• [TASK DETAILS]:
Repeat the entries below in full, with every character unchanged.

• [SOURCE MATERIAL]:

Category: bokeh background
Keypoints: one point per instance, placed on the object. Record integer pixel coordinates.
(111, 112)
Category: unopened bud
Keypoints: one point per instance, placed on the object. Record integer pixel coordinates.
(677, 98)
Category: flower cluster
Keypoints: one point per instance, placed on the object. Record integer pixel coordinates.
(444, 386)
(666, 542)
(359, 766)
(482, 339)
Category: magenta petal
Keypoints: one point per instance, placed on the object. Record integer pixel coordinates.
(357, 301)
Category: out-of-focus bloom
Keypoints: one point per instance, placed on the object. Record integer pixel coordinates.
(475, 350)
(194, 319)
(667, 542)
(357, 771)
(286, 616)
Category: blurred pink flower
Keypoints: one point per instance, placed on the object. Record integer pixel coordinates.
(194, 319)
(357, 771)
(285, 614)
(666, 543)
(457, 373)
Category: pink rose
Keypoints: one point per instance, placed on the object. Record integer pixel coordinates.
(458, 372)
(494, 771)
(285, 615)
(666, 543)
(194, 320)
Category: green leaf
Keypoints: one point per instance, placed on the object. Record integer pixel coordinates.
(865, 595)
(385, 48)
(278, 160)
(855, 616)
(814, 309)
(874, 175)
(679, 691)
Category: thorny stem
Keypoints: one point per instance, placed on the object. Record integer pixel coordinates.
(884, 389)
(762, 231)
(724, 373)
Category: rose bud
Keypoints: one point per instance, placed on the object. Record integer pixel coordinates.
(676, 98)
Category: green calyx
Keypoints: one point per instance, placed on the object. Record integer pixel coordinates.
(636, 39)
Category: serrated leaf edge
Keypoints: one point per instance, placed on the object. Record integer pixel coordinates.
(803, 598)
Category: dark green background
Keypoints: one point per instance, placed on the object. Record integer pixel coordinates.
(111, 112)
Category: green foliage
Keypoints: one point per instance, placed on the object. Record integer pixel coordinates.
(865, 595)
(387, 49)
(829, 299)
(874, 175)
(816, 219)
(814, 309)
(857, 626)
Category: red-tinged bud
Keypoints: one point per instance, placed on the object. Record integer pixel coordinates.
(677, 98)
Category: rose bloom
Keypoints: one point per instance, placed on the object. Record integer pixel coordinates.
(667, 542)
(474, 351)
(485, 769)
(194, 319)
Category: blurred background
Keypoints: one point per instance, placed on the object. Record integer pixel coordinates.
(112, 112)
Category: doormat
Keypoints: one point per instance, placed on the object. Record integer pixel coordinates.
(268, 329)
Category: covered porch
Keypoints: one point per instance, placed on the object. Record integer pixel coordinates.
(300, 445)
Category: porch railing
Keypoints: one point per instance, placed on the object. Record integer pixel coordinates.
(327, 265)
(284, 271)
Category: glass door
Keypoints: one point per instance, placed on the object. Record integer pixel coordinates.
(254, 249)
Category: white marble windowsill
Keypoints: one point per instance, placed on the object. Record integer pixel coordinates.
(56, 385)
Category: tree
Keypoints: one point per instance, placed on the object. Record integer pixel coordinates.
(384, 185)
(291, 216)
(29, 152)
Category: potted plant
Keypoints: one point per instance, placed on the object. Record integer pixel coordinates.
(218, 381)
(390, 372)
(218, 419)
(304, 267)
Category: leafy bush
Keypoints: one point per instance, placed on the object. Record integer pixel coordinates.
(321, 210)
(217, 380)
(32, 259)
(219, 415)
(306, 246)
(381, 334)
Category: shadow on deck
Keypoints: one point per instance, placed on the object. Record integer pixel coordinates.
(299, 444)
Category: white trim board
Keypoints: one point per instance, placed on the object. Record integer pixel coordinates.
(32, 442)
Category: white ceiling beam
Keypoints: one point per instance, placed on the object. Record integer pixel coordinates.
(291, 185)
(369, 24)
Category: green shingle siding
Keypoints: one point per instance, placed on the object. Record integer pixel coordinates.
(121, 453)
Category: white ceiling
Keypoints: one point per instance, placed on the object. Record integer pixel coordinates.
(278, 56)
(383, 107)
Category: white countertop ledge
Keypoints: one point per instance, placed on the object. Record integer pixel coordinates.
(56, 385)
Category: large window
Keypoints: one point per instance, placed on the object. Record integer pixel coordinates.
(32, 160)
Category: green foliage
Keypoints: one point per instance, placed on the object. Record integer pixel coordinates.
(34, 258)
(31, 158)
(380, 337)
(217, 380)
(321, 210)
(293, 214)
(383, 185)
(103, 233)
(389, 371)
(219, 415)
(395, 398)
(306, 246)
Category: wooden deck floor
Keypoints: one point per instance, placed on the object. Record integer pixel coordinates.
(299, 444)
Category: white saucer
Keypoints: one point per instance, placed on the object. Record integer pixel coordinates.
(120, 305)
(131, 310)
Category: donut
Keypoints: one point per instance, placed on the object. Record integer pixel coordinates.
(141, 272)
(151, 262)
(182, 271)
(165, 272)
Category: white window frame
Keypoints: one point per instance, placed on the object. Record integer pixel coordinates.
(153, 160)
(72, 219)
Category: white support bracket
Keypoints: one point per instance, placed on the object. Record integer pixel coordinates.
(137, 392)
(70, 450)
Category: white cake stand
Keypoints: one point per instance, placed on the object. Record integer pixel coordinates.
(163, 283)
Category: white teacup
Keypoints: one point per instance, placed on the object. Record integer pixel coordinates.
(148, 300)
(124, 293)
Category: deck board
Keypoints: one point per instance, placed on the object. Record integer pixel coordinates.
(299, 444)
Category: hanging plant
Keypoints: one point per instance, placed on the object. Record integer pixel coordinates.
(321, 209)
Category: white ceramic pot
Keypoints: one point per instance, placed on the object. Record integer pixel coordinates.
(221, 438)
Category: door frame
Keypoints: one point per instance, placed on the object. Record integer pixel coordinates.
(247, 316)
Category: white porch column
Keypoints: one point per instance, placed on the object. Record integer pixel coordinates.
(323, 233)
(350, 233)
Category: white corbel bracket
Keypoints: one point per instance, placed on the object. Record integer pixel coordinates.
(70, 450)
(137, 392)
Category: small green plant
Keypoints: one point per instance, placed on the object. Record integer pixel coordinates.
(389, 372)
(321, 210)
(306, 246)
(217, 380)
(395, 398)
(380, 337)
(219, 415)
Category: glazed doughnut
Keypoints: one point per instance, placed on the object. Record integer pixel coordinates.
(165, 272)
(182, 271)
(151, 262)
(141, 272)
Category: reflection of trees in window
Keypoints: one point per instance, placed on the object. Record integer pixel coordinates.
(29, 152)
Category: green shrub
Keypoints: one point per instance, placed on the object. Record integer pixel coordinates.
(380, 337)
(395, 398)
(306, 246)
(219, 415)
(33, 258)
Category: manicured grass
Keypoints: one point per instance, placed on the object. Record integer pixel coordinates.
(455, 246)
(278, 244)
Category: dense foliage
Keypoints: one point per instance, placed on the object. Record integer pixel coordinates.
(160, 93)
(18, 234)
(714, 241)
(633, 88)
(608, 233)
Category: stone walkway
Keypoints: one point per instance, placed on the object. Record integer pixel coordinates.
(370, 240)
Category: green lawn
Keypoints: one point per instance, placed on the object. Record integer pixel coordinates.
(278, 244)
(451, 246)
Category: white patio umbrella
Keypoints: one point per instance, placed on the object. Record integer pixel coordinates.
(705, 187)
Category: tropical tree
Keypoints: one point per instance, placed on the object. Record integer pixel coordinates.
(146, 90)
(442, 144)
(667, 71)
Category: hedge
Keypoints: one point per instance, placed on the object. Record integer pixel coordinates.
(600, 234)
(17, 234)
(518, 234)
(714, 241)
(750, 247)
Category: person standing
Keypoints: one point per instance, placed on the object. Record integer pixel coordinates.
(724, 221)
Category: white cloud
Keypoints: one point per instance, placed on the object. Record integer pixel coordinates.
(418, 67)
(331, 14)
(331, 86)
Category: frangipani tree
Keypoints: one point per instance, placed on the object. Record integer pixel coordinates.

• [WORKED SOLUTION]:
Category: bokeh background
Keypoints: one point per instance, placed on the object. Record integer pixel coordinates.
(111, 112)
Category: unopened bud
Keypoints: one point per instance, placed on the object. Record integer pixel coordinates.
(677, 98)
Category: flower cluster
Keypoints: one point per instance, placed on the object. Record integer pixel coordinates.
(444, 386)
(666, 542)
(359, 766)
(482, 339)
Category: magenta petal
Keypoints: one point per instance, placed on the object. Record integer pixel coordinates.
(357, 301)
Category: out-of-focus bloom
Keypoints: one point per instance, placed on the object. Record integer pixel coordinates.
(475, 350)
(194, 319)
(667, 542)
(357, 771)
(286, 616)
Category: blurred pink flower
Keypoints: one point per instance, placed on the object. Record integer pixel coordinates.
(194, 319)
(357, 771)
(285, 614)
(666, 543)
(457, 373)
Category: pink rose
Keypoints: one point per instance, placed on the object. Record integer pixel coordinates.
(458, 372)
(494, 771)
(285, 615)
(666, 543)
(194, 320)
Category: green leaf
Keypoints: one point per instance, placed on the object. Record integer pixel coordinates.
(865, 595)
(385, 48)
(278, 160)
(855, 616)
(814, 309)
(874, 175)
(679, 691)
Category: thorny stem
Keypoints: one point per instance, placed on the object. Record integer pixel coordinates.
(884, 389)
(762, 231)
(724, 373)
Category: rose bud
Keypoints: one point per instance, placed on the object. Record integer pixel coordinates.
(676, 98)
Category: green calyx
Keypoints: one point per instance, placed on the object. Record integer pixel coordinates.
(636, 39)
Category: serrated leaf edge
Keypoints: one point per instance, placed on the object. Record integer pixel coordinates.
(803, 598)
Category: dark green background
Keypoints: one point per instance, placed on the object. Record integer pixel coordinates.
(111, 112)
Category: green foliage
Keypoints: one point per instance, placed on the object. Record integer pixel coordinates.
(865, 595)
(387, 49)
(829, 299)
(874, 175)
(816, 219)
(814, 309)
(857, 626)
Category: red-tinged bud
Keypoints: one point per instance, placed on the object. Record integer pixel coordinates.
(677, 98)
Category: rose bloom
Keypoints: one point per instance, placed on the object. Record integer pixel coordinates.
(667, 542)
(474, 351)
(485, 769)
(194, 319)
Category: blurred background
Keypoints: one point per instance, placed on the object. Record integer pixel coordinates.
(112, 112)
Category: doormat
Keypoints: one point per instance, placed on the object. Record integer pixel coordinates.
(268, 329)
Category: covered porch
Keypoints: one point per instance, placed on the object. Record integer pixel coordinates.
(300, 445)
Category: porch railing
Keypoints: one point per instance, placed on the object. Record integer pixel coordinates.
(327, 265)
(284, 271)
Category: glass door
Keypoints: one point per instance, placed on the object. Record integer pixel coordinates.
(254, 249)
Category: white marble windowsill
Keypoints: one point per instance, placed on the object. Record integer pixel coordinates.
(56, 385)
Category: tree
Keypoints: one point per instance, placed on the object. Record integer pixel coordinates.
(384, 185)
(291, 216)
(29, 152)
Category: potted plant
Keypoints: one point per instance, placed on the object. Record integer pixel coordinates.
(218, 381)
(390, 372)
(218, 419)
(304, 267)
Category: leafy bush
Keypoints: one point per instance, placed on the object. Record integer pixel coordinates.
(321, 210)
(217, 380)
(32, 259)
(219, 415)
(306, 246)
(381, 334)
Category: shadow on deck
Keypoints: one point per instance, placed on the object. Record integer pixel coordinates.
(299, 444)
Category: white trim board
Keypoints: one point per instance, placed on the object. Record integer pixel coordinates.
(32, 442)
Category: white ceiling beam
Keypoints: one point per instance, placed on the object. Record integer pixel coordinates.
(291, 185)
(369, 24)
Category: green shingle siding
Keypoints: one point per instance, placed on the object. Record integer pixel coordinates.
(121, 453)
Category: white ceiling
Keypoints: one point per instance, placed on the object. Record integer pixel coordinates.
(278, 56)
(383, 107)
Category: white countertop ledge
Keypoints: one point per instance, placed on the object. Record integer pixel coordinates.
(56, 385)
Category: large window
Keypoints: one point per instance, placed on the object. Record integer pixel coordinates.
(32, 160)
Category: green foliage
Keypoints: one point per instance, placed on the object. Record integer pixel coordinates.
(34, 258)
(31, 158)
(380, 337)
(217, 380)
(321, 210)
(293, 214)
(383, 185)
(103, 233)
(389, 371)
(219, 415)
(395, 398)
(306, 246)
Category: wooden deck floor
Keypoints: one point per instance, placed on the object. Record integer pixel coordinates.
(299, 444)
Category: white saucer
Keypoints: one point per instance, placed on the object. Record integer pixel coordinates.
(120, 305)
(131, 310)
Category: donut
Keypoints: one point per instance, placed on the object. Record integer pixel coordinates.
(141, 272)
(151, 262)
(182, 271)
(165, 272)
Category: white window frame
Keypoints: one point per instance, placed on the object. Record integer pixel coordinates.
(153, 160)
(72, 219)
Category: white support bracket
Keypoints: one point per instance, placed on the object. Record integer pixel coordinates.
(137, 392)
(70, 450)
Category: white cake stand
Keypoints: one point per instance, placed on the object. Record integer pixel coordinates.
(163, 283)
Category: white teacup
Keypoints: one point per instance, placed on the object. Record integer pixel coordinates.
(148, 300)
(124, 293)
Category: deck board
Keypoints: one point per instance, placed on the object. Record integer pixel coordinates.
(299, 444)
Category: hanging plant
Keypoints: one point per instance, placed on the object. Record integer pixel coordinates.
(321, 209)
Category: white ceramic pot
Keypoints: one point per instance, placed on the object. Record integer pixel coordinates.
(221, 438)
Category: door frame
Keypoints: one point per instance, placed on the object. Record integer pixel coordinates.
(247, 316)
Category: white porch column
Keypoints: one point per instance, placed on the object. Record integer pixel coordinates.
(323, 233)
(350, 233)
Category: white corbel bracket
Keypoints: one point per instance, placed on the object. Record integer pixel coordinates.
(70, 450)
(137, 392)
Category: small green plant
Keypoints: one point per instance, placed on the object. Record integer pixel coordinates.
(389, 372)
(321, 210)
(306, 246)
(217, 380)
(395, 398)
(380, 337)
(219, 415)
Category: glazed doughnut
Keypoints: one point per instance, placed on the object. Record integer pixel coordinates.
(165, 272)
(182, 271)
(151, 262)
(141, 272)
Category: reflection of trees in window
Keypoints: one point per instance, placed on the object. Record integer pixel coordinates.
(29, 152)
Category: green shrub
Keypoints: one point per instance, placed on the object. Record integer pixel coordinates.
(380, 337)
(395, 398)
(306, 246)
(219, 415)
(33, 258)
Category: manicured grass
Keypoints: one point per instance, placed on the object. Record integer pixel coordinates.
(455, 246)
(278, 244)
Category: dense foliage
Keypoints: one point per instance, placed on the object. Record integer pixel coordinates.
(160, 93)
(18, 234)
(714, 241)
(633, 88)
(608, 233)
Category: stone walkway
Keypoints: one point per instance, placed on the object. Record integer pixel coordinates.
(370, 240)
Category: green lawn
Keypoints: one point per instance, placed on the object. Record integer pixel coordinates.
(278, 244)
(451, 246)
Category: white patio umbrella
Keypoints: one point per instance, placed on the object. Record integer pixel coordinates.
(705, 187)
Category: tropical tree
Keypoints: one point per instance, placed on the object. Record integer pixel coordinates.
(146, 90)
(442, 144)
(667, 71)
Category: hedge
Keypoints: one point per instance, placed on the object. Record integer pixel coordinates.
(600, 234)
(17, 234)
(518, 234)
(714, 241)
(750, 247)
Category: person standing
Keypoints: one point per instance, placed on the object. Record integer pixel coordinates.
(724, 221)
Category: white cloud
Keypoints: one point per instance, placed on the object. Record integer pixel coordinates.
(418, 67)
(331, 14)
(331, 86)
Category: frangipani tree
Keypoints: one point per instance, placed on the object. Record integer pixel coordinates.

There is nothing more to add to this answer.